**What to produce**
Copy the lines of the data below exactly, starting at the first and stopping after the line that contains "Where can the blurred crowd"; include no pictures.

[Natural-language object grounding data]
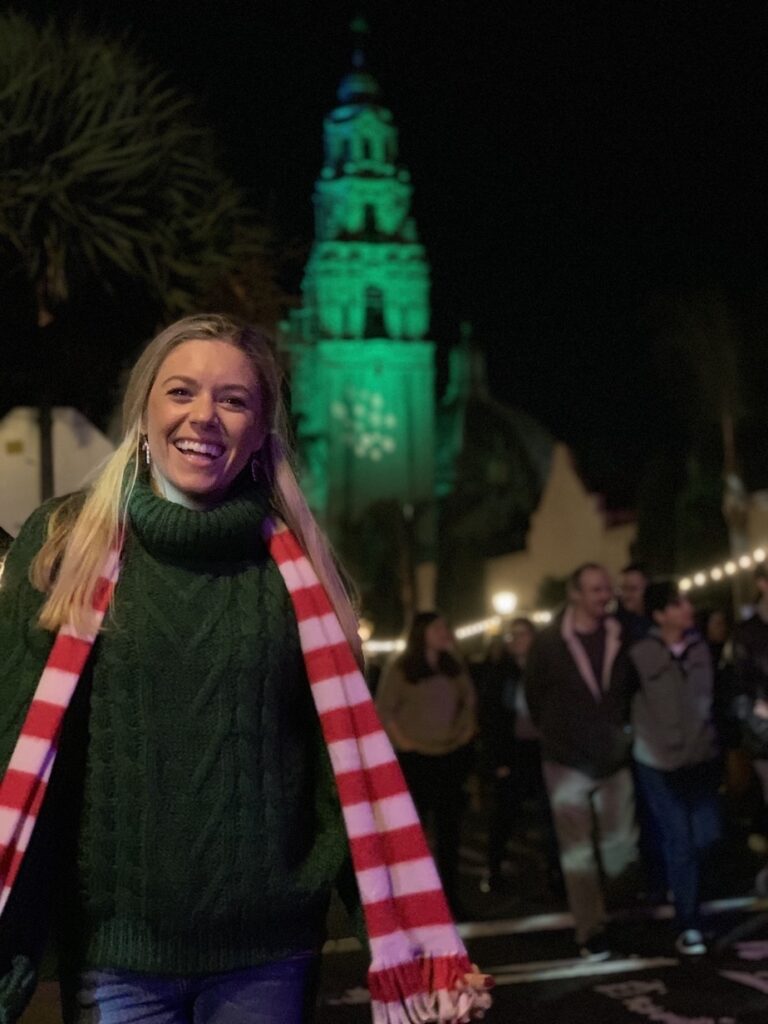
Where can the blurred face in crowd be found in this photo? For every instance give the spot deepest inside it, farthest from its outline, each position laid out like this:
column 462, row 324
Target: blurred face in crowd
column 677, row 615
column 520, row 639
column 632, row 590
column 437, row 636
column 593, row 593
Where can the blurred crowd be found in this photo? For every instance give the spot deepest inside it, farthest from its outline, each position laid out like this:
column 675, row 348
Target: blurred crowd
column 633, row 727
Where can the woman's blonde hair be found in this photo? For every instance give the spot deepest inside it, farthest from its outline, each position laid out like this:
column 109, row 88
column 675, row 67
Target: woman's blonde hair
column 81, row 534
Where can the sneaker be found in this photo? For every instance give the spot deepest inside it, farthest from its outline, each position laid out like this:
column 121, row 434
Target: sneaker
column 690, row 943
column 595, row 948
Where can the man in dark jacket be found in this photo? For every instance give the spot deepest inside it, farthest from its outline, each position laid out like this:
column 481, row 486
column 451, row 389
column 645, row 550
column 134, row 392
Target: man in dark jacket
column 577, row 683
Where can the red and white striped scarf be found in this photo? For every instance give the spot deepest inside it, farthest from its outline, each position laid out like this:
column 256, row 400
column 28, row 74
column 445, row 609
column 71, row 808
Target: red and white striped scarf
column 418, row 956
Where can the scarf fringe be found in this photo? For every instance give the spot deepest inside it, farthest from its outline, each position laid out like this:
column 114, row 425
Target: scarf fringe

**Task answer**
Where can the blurred face in crowd be found in this photo? For every instance give the spot deepest inside it, farthest from its outline, each position laid out like this:
column 462, row 324
Target: blurred face in crowd
column 677, row 615
column 520, row 639
column 632, row 590
column 437, row 636
column 593, row 593
Where can the blurred crowd be found in this photo? For every instance give the spot deepest inside it, farthest from its outline, each position laid out like this:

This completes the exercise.